* EXERCISE 1
In the article on the NAHS showcase, why was deciding where and how to display the works called a significant challenge?
* EXERCISE 2
Retype the passage from the article on the NAHS showcase, starting with "The HSA provided" and going on through "of student artists.".

[[ PAGE EXCERPT open ]]

And in the chaos of burgeoning AP season and daily Walls life, the NAHS showcase served as a reminder of the finer things in life. As showgoers wandered through the halls of the third floor where the exhibit took place, soft jazz music echoed through the building as artists and NAHS members, wearing multi-colored berets, guided and spoke with visitors.

The HSA provided funds so that the NAHS could serve sparkling cider in champagne flutes and offer decadent plates of fruit, cheese, and crackers to visitors. The event really was a celebration of the Walls community as much as it was of student artists.

“I feel like Walls parents don’t always have opportunities to step into the building, so seeing parents being able to enjoy the art made by their students was a nice way to bring the community together,” said Avajane Lei (‘24), who attended the event.

And then, of course, there was the art itself. Notable works included a display by TransHealthTees, a group of Walls juniors who design and sell t-shirts and put the proceeds towards supporting safe healthcare for transgender teens in DC, as well as a life-size, anatomically accurate drawing of a skeleton done by student Jason Cao (‘25).

And, some students’ short films and digital works are still being displayed following the show on monitors located on the basement and third floor level.

The showcase was a thrilling moment for some of Walls’ many student artists. “You could tell the students were very excited, many of them not having previously had the opportunity to show off their work,” said NAHS chapter president Ishan Hsu (‘24).

The display and enjoyment of all of these works would have been impossible without the NAHS team. “It’s entirely student-run,” said chapter advisor Jason Bulluck.

Hsu, Elise Rundlet (‘24), and Tess Usher (‘24) served as the primary curatorial team for the event, collaborating with other members and officers of NAHS. Together, they worked to select the works to put on display, as well as to determine where and how to display them; a significant challenge and accomplishment in a building like Walls, which was certainly not designed to be an art gallery.

Hsu also worked with NAHS co-president Petra Debelack (‘24) to plan logistics and advertise the event.

[[ PAGE EXCERPT closed ]]
[[ DATASET open ]]

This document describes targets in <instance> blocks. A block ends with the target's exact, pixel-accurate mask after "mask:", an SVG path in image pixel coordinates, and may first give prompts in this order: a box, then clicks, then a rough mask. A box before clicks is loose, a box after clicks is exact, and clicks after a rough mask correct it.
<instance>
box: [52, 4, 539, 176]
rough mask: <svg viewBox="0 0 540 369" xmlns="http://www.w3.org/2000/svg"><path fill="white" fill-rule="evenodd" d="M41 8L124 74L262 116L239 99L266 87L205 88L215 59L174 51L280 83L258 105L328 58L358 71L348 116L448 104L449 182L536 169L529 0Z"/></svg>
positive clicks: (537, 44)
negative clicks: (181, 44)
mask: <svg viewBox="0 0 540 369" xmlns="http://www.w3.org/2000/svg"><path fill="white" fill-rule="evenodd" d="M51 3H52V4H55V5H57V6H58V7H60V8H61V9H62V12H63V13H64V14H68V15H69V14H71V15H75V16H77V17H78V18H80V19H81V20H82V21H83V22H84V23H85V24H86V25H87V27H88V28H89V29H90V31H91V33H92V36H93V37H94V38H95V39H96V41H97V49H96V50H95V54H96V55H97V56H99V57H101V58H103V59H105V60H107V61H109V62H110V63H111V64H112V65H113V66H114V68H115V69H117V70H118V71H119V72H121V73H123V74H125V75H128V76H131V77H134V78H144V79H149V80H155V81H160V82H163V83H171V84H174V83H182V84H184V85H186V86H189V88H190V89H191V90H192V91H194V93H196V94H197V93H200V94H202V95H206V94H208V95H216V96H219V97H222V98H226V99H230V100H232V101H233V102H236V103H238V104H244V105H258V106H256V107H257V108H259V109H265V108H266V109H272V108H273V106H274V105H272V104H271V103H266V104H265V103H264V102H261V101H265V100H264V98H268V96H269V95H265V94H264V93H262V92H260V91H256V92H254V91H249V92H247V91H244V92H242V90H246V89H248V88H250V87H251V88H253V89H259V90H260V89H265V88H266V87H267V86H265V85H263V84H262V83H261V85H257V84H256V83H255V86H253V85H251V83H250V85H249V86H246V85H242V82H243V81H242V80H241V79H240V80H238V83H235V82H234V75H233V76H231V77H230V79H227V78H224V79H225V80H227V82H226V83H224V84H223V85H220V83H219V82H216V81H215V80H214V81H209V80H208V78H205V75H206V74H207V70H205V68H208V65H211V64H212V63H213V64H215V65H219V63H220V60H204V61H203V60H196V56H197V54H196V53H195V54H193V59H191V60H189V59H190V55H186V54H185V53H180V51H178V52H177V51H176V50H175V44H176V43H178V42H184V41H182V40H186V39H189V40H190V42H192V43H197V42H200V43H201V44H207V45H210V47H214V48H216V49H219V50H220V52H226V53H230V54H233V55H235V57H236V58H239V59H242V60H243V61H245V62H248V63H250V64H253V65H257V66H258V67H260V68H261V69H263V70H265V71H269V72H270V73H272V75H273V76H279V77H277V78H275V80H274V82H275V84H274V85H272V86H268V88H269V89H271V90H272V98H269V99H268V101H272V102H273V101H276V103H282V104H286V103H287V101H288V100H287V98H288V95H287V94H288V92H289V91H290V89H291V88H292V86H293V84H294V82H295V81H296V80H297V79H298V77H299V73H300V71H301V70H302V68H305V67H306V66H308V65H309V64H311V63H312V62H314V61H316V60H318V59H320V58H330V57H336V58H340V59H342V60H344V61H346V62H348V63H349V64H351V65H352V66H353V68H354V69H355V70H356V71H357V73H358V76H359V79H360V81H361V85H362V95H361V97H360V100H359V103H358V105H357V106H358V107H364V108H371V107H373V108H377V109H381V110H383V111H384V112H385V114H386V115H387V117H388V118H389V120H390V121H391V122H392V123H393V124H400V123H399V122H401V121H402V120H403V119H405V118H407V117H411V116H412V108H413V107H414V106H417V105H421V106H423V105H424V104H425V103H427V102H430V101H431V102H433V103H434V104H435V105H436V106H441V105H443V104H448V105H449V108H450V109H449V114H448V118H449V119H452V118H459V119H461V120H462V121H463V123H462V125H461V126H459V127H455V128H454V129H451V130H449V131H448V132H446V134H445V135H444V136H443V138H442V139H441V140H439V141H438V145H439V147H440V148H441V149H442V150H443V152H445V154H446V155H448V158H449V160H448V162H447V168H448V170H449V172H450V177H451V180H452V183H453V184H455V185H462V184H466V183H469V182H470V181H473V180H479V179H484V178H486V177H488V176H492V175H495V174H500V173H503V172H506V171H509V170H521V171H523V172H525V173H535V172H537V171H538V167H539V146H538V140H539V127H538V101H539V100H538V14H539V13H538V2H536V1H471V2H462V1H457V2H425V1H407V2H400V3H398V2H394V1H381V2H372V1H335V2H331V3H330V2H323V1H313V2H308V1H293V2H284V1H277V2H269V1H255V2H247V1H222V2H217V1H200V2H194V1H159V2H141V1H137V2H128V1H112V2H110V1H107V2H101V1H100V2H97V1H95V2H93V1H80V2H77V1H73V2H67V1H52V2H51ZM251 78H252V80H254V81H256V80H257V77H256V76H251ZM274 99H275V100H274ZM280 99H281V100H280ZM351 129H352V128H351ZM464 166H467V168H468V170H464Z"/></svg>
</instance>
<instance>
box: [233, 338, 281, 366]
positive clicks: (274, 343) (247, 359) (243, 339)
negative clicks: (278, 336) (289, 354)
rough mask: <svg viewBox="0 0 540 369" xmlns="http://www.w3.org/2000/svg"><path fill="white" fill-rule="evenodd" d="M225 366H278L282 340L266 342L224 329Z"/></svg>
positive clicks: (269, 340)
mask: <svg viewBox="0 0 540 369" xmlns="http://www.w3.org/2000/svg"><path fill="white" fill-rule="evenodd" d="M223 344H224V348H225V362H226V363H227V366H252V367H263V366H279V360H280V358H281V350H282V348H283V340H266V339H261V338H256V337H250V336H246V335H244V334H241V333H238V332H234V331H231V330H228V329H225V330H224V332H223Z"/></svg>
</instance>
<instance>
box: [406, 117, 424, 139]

[[ DATASET closed ]]

* SOLUTION 1
It was a challenge because the event was held in a building like Walls, which was not designed to be an art gallery.

* SOLUTION 2
The HSA provided funds so that the NAHS could serve sparkling cider in champagne flutes and offer decadent plates of fruit, cheese, and crackers to visitors. The event really was a celebration of the Walls community as much as it was of student artists.